=== Begin Enclosure ===

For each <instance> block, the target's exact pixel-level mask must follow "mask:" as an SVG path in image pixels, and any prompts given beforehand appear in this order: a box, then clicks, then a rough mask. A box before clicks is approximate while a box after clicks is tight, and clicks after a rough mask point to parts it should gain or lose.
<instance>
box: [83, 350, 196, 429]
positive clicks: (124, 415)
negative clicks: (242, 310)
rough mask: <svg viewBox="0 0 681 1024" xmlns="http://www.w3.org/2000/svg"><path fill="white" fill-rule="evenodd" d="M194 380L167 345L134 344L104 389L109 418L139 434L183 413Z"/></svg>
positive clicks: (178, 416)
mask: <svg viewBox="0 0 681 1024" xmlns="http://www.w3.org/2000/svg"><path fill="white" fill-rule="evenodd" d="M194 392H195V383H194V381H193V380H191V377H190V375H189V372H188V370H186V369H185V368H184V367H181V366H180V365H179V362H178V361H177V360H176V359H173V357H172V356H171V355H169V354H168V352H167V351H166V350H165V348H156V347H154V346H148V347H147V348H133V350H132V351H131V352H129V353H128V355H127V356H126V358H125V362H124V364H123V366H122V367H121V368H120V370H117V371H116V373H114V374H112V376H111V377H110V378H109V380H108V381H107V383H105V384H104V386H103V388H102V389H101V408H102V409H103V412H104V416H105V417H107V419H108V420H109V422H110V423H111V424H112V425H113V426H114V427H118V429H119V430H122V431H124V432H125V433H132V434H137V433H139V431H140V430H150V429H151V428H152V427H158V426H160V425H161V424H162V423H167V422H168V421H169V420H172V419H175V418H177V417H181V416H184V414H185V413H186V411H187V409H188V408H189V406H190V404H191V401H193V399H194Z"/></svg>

=== End Enclosure ===

__WHAT TO WORK ON__.
The lines above starting at the one that contains "box: [83, 350, 196, 429]" and ending at the one that contains "rough mask: <svg" must be transcribed exactly, and no other lines may appear.

__OUTPUT OF THE EXERCISE__.
box: [83, 350, 196, 429]
positive clicks: (124, 415)
negative clicks: (242, 310)
rough mask: <svg viewBox="0 0 681 1024" xmlns="http://www.w3.org/2000/svg"><path fill="white" fill-rule="evenodd" d="M194 380L167 345L134 344L104 389L109 418L139 434L183 413Z"/></svg>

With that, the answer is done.